Exercise directions:
Set the listing down again exactly, please, apart from its pictures.

[Exercise input start]

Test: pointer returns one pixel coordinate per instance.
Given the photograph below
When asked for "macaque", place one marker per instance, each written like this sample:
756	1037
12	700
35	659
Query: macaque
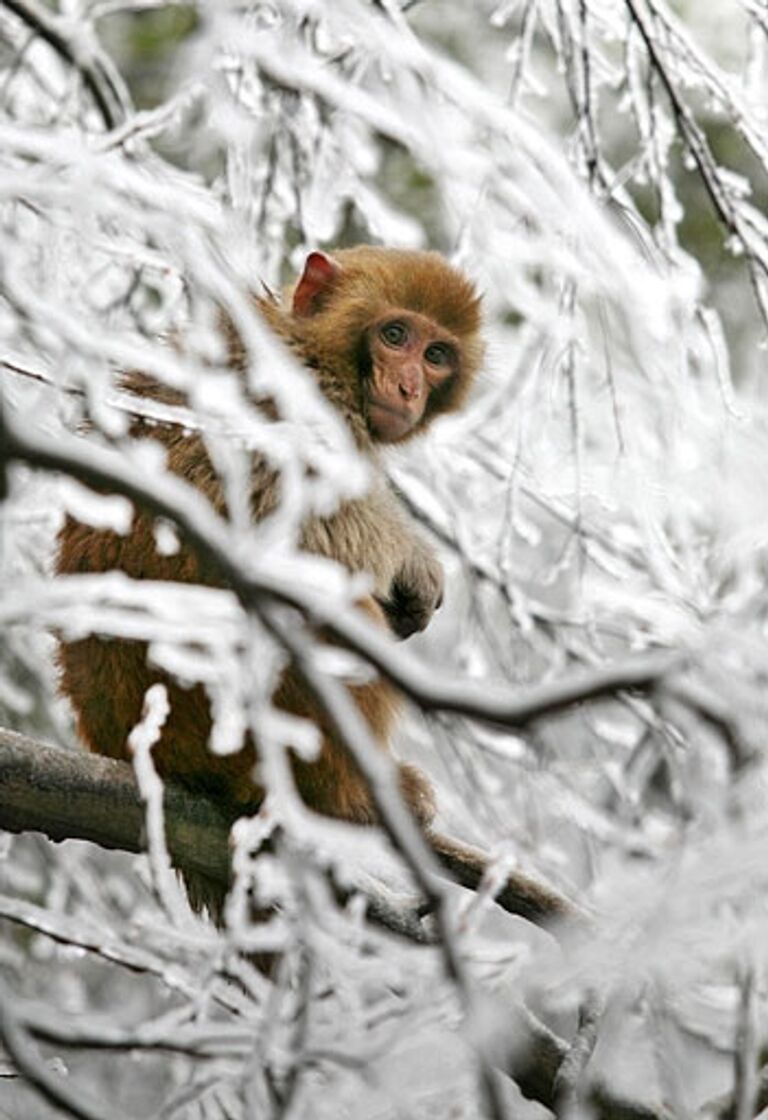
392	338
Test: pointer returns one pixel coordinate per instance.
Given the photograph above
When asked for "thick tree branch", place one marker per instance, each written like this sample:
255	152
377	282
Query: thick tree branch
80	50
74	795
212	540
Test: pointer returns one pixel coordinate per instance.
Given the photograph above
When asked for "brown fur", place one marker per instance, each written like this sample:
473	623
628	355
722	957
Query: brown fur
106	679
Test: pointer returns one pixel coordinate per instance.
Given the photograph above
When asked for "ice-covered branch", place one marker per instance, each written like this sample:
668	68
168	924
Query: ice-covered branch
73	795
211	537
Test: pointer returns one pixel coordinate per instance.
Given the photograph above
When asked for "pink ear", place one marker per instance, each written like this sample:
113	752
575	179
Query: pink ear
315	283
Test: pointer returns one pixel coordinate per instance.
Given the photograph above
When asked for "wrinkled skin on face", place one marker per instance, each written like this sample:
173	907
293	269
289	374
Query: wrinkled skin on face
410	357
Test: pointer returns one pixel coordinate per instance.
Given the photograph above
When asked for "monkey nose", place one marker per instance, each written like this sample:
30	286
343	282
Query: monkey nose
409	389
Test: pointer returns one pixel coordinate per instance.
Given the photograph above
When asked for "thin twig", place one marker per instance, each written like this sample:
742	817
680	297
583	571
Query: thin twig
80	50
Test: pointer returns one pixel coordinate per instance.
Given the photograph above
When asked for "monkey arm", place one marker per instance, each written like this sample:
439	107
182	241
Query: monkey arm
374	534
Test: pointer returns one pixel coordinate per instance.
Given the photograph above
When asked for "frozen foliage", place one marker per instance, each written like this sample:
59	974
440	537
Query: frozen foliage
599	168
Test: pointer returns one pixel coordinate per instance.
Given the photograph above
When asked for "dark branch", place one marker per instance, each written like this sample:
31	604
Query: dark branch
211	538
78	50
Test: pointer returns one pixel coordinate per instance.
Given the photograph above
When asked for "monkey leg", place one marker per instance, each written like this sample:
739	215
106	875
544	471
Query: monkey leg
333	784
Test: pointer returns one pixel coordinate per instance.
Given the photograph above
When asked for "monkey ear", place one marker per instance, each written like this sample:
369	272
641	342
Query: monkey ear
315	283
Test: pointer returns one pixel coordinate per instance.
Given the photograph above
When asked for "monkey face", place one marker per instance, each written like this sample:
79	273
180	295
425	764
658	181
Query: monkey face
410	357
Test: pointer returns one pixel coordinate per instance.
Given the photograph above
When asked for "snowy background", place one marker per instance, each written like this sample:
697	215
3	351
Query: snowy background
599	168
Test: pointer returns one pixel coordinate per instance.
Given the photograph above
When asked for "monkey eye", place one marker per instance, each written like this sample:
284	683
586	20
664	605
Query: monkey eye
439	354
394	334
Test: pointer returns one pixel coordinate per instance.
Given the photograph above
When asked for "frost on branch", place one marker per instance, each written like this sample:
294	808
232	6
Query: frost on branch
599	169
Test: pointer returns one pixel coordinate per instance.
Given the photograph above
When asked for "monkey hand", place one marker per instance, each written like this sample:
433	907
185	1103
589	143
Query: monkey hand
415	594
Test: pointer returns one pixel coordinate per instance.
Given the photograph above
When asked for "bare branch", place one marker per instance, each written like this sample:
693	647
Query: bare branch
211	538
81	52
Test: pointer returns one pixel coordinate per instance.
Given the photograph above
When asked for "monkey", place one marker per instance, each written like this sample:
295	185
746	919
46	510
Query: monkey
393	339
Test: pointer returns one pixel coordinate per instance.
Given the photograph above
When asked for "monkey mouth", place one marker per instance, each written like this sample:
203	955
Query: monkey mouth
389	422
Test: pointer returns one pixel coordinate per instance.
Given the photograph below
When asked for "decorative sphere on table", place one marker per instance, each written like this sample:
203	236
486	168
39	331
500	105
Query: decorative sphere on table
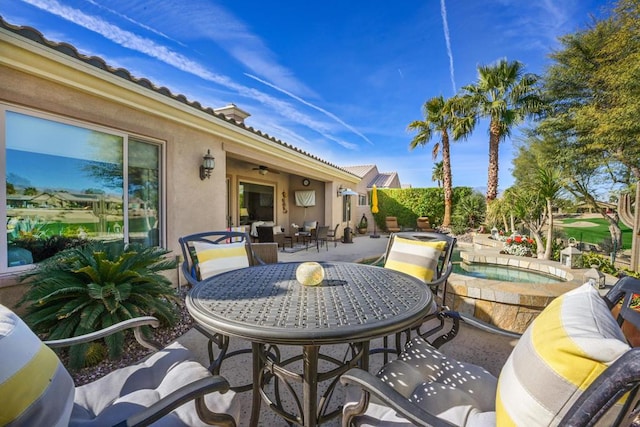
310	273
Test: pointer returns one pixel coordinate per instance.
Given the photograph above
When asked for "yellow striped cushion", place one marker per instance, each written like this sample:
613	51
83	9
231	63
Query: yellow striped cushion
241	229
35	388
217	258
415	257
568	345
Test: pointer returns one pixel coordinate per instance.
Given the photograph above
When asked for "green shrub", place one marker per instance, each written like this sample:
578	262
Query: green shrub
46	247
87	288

[Exercise input end]

Result:
Test: pointer returns one pixel coordinate per instance.
Given the photograph below
When asked for "macaque", place one marker per instance, each written like this sample:
756	1037
12	700
35	659
Query: macaque
392	338
Test: pointer returns one pixel coordinate per instance.
Given the photograph above
When asked for "thick tree branch", place one marker per instance, each written like this sample:
255	152
377	282
Query: thick tree branch
80	50
74	795
212	540
Test: pointer returns one pixel coordinate per instance.
Given the photograph above
When asked for "brown fur", place one marker per instance, each written like this sample:
473	623
628	355
722	957
Query: brown fur
106	679
Test: pointer returns one pixel coordinate per instance.
Given the photograph above
When asked for "ice-covered branch", place one marker per instance, each written like this sample:
668	68
168	924
Query: ice-covered branch
73	795
211	537
Test: pointer returns one pixel coordinate per instance.
Given the photograph above
When asked for "pink ear", place one marker per instance, each written like this sample:
113	752
575	179
Query: pink ear
315	283
Test: pointer returns one pixel coordinate per instance.
Given the photograph above
When asked for "wrinkled skin on face", place one marker per instance, each written like this sample:
173	907
293	269
289	374
Query: wrinkled skin on face
410	357
Test: pointer returns one pixel coordinate per instance.
Given the photograph above
When asked for "monkey nose", place one marker per instance, each written like this sample:
30	286
343	282
Query: monkey nose
409	389
Test: pointer returns one pixel coordinate per instance.
Given the photograph above
When asked for "thin twig", place one marker per instance, each written like this sample:
742	817
680	297
583	571
Query: thin twig
80	50
Test: pointer returns one pixel coordinate per instance.
Given the photograph above
When asked for "monkey arm", place one marker per instance, each written like this sample:
439	107
182	241
Query: monkey arm
374	534
Test: pointer returns one pixel coordinate per instance.
Given the photograph above
When asked for "frozen foliage", place one marker per instance, each written like this sample:
59	974
440	537
Query: frozen foliage
599	168
Test: pointer returns one pixel coordinate per instance.
Given the photograph above
When asked for "dark branch", place one marker per instance, each written like this sample:
31	604
Query: dark branch
211	538
78	50
Test: pointer returns one pixel coordinate per instance.
Given the photograph above
When asked for "monkey leg", place one marker per instance, each written like this sample:
739	215
106	875
544	471
Query: monkey leg
333	784
Test: pointer returns one pixel coordinate per instance.
Given the photograph above
When asked for "monkey ear", place one marker per instance, each written like this sample:
369	272
641	342
Query: monkey ear
315	283
Test: pointer returns one pixel coordinate per instance.
Given the photograph above
When asked for "monkey face", place one marker per instance, each written like this sample:
79	273
180	295
425	764
658	181
Query: monkey face
410	357
Test: pointer returns one pixel coordinate per instance.
Given the photograph above
When asked for "snowy background", place one marker per instance, each written like this sample:
697	215
3	351
Query: snowy background
599	168
Test: pointer returns one pixel coordinate per instance.
Given the photograph above
When asked for "monkey eye", place one marker per instance, each written like this sample:
284	683
586	20
664	605
Query: monkey eye
439	354
394	334
Test: pointer returns one pixel coordinate per instance.
Given the photograph above
When asked for "frost on branch", place one marker per instance, each written like this sample:
294	808
232	6
Query: frost on branch
599	169
Test: pointer returns one pixel coordinate per instance.
Given the photograph above
When asked for "monkey hand", place one marker per instance, each written like this sample:
433	907
185	1103
589	143
Query: monkey hand
415	594
Test: pointer returns one pixel coordinate per instance.
Given the photograph above
When asked for "bare branch", place one marker per instance, each written like this sample:
693	647
Query: bare branch
211	538
81	52
Test: pointer returns one pixel coordinate per instance.
Given the photograph above
When asked for "monkey", place one marker per instance, each written like this sample:
295	185
746	919
46	510
Query: monkey
393	339
Test: pointer returns one pixel coordinate per instance.
Given the photograph above
When asked for "monkey mouth", place one marker per instance, each written like this sample:
203	955
Query: monkey mouth
389	422
Test: pointer returns one pixel coordinate per instance.
Given the photograph below
When asked for "decorative sphere on table", place one marker per instance, each written like this sample:
203	236
486	168
39	331
500	105
Query: decorative sphere on table
310	273
Test: pointer returns one pixel coordinate per instance.
Given the photograph above
When asked for "yellow striped cushion", place one marker per instance, each written like this sample:
613	51
83	9
231	63
Query: yellow striped cushion
241	229
35	388
217	258
415	257
568	345
Test: pointer returns one pixel coordinate per instance.
Given the photograph above
When asked for "green shrub", place one marker per instance, each written like this sample:
578	262
Query: green shrub
46	247
87	288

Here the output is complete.